PROBLEM DESCRIPTION -
Reproduce all of the material below line for line, with no changes.

[start of SOURCE DATA]

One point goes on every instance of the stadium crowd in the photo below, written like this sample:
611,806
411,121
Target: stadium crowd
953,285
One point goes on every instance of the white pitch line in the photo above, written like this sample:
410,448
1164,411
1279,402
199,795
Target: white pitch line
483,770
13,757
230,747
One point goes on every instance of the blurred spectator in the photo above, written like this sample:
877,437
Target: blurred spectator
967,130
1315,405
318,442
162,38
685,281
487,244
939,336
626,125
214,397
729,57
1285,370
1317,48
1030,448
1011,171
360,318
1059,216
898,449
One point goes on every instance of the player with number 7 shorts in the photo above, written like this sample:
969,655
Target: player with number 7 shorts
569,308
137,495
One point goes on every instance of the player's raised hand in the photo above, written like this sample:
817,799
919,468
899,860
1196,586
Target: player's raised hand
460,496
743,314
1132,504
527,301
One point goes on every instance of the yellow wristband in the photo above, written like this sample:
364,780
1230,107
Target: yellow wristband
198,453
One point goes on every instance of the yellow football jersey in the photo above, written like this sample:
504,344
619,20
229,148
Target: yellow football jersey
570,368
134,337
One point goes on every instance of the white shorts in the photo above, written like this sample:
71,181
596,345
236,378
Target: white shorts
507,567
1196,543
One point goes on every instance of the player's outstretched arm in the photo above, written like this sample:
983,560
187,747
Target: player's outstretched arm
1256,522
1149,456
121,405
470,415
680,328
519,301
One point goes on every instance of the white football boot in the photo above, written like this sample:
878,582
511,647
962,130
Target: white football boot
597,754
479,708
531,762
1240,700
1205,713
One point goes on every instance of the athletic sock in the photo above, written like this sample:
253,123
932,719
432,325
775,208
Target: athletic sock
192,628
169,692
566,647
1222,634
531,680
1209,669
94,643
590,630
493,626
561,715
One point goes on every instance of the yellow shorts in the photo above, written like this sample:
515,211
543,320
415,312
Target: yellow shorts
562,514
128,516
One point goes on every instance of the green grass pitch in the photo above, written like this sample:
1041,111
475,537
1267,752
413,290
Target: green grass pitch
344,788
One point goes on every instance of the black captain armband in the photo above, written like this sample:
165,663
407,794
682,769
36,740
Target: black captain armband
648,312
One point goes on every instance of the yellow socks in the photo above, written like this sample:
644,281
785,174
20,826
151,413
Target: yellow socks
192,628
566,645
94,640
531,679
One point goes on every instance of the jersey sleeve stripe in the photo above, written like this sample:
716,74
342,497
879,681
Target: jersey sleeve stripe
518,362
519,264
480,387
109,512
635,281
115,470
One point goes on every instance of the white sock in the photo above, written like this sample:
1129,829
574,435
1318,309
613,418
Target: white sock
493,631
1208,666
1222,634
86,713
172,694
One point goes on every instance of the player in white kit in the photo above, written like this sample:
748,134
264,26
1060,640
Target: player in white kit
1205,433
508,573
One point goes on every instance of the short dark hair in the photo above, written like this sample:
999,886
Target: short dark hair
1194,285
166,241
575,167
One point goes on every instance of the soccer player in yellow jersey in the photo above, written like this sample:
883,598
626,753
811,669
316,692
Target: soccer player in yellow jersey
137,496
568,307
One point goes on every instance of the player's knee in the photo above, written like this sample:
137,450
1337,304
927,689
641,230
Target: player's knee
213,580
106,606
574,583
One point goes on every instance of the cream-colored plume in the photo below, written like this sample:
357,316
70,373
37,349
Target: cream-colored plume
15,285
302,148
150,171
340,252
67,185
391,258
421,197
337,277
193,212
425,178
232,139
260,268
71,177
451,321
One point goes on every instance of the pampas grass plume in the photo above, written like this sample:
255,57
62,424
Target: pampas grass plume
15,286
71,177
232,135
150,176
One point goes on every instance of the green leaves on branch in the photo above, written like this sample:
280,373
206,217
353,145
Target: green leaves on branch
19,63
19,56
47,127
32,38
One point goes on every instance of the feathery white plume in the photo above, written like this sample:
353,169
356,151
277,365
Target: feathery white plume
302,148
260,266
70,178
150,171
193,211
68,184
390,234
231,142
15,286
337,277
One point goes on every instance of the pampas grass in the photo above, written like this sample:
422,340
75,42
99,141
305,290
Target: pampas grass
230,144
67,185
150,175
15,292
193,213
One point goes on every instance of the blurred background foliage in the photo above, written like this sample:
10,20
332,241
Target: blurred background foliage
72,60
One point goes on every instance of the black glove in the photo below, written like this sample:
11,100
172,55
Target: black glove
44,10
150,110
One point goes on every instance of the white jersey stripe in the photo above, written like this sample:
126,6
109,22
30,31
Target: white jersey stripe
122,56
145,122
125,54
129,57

[end of SOURCE DATA]

SOLUTION -
One point goes on every instance of the stadium crowd in the photo below, written like this sample:
611,806
411,121
Target: stadium crowd
953,285
One point goes on every instance of the white pitch line in the photo above, written like this sample:
410,448
1164,411
1279,402
199,795
Target: white pitch line
483,770
13,757
230,747
One point goes on every instance of the blurred spectator in the photo above, written like this sample:
877,437
Target: blurred spectator
967,130
1315,405
318,442
162,38
685,281
487,244
939,336
626,125
214,397
729,57
1285,370
1317,48
1030,448
1011,171
360,318
1059,216
898,449
One point goes on every instance of the player with number 7 shorts in the photo above, written like this sample:
969,655
Target: player with number 7 shorts
569,308
137,495
One point goes on every instance of the player's raised hand in the photo above, written like this sample:
817,799
919,468
899,860
1196,586
Target: player's raised hand
460,496
743,314
1132,504
527,301
One point goes on every instance of the yellow wristband in the photo above, written like this sample:
364,780
1230,107
Target: yellow wristband
198,453
One point goes on every instance of the yellow football jersey in the photo above, written like this sample:
504,344
619,20
229,148
Target: yellow football jersey
570,368
134,337
One point goes on every instance of the white shorts in the photo above, written like this sample:
71,181
596,345
236,378
Target: white shorts
507,567
1196,543
One point goes on every instance of the player's outstretched arm in the photo above, written like this sample:
983,560
187,747
Target: player's outstretched arm
1256,522
1149,456
121,405
470,415
680,328
519,301
One point goes on every instance of the white football boot in the photo above, written like this sample:
878,582
511,647
962,130
Target: white football boot
597,754
479,708
531,762
1240,700
1205,713
One point goes on every instance of the athletic sock in the photo above, written like this sample:
253,123
932,719
432,325
775,208
Target: athletic sock
192,628
169,692
566,647
1222,634
531,680
1209,669
94,643
590,630
493,626
561,715
One point goes on every instance of the yellow shorts in the photo above, written like this sample:
515,211
543,320
415,312
Target: yellow shorts
562,514
128,516
One point goes on every instance of the green grass pitch in the photo above, written like this sample:
1041,111
475,537
1267,752
413,290
Target: green grass pitch
344,788
One point goes on every instance of the black captain armband in the photo above, written like this sample:
165,663
407,794
682,769
36,740
Target: black captain armband
648,312
One point goes on every instance of the yellow socks in the photo above, written like this sample:
644,281
785,174
20,826
151,413
Target: yellow socks
192,628
566,645
94,640
531,679
One point goes on every instance of the jersey sleeve stripe in the photo above, written like this sample:
716,74
342,497
879,681
Target: jersey sleeve stripe
518,362
519,264
480,387
109,512
635,281
115,470
One point goes on every instance of the white sock in the photo above, written like this sample:
1129,829
574,435
1318,309
613,418
Target: white sock
493,631
1208,666
1222,634
86,713
172,694
One point goes on every instance of the player in white kit in the photo above, written like this sample:
748,134
264,26
1060,640
Target: player in white kit
1205,433
508,573
One point goes on every instance of the short dark hair in the photo above, written like this sample:
999,886
Target: short dark hair
1194,285
166,241
575,167
One point goes on every instance of the soccer player in yellow jersey in the photo above, written like this sample:
883,598
626,753
811,669
316,692
Target: soccer player in yellow jersey
137,496
568,307
One point goes on every instance of the player's knee in the photo above, written like this sample:
137,450
1337,304
927,689
641,230
Target: player's knee
213,580
106,606
574,583
One point goes on every instance of the cream-colored plume in the photo below, written like this sample:
357,316
70,373
37,349
Target: cream-colored plume
15,285
302,148
150,171
340,252
67,185
391,258
421,197
337,277
193,212
425,178
232,139
260,268
71,177
451,321
One point goes on every instance of the pampas grass plume in the photo above, written like this sample:
255,57
62,424
Target: pampas grass plume
15,286
71,177
232,135
150,176
One point goes on every instance of the green leaves on branch in the photo above, written like this sample:
280,373
206,217
353,145
Target: green leaves on branch
19,63
19,56
47,127
32,38
One point goes on every instance of the feathery white plume in the photo above, written like this sample:
353,169
356,151
277,365
Target: feathery white plume
302,148
260,266
70,178
150,171
193,211
68,184
390,234
231,142
15,286
337,277
One point goes on every instance of the pampas grass in the photo above, written like this sample:
422,340
75,42
99,141
305,290
Target: pampas grass
230,144
67,185
150,175
15,292
193,213
One point goes on every instance of the blurred background foliage in the photo above, written like this sample:
10,20
332,241
Target: blurred background foliage
72,60
One point goes on every instance of the black glove in the photo below, written like this sample:
11,100
172,55
Target: black glove
44,10
150,110
One point goes on every instance of the white jersey stripe in the photo above, written like this sample:
126,6
109,22
30,31
Target: white jersey stripe
122,56
145,122
125,54
129,57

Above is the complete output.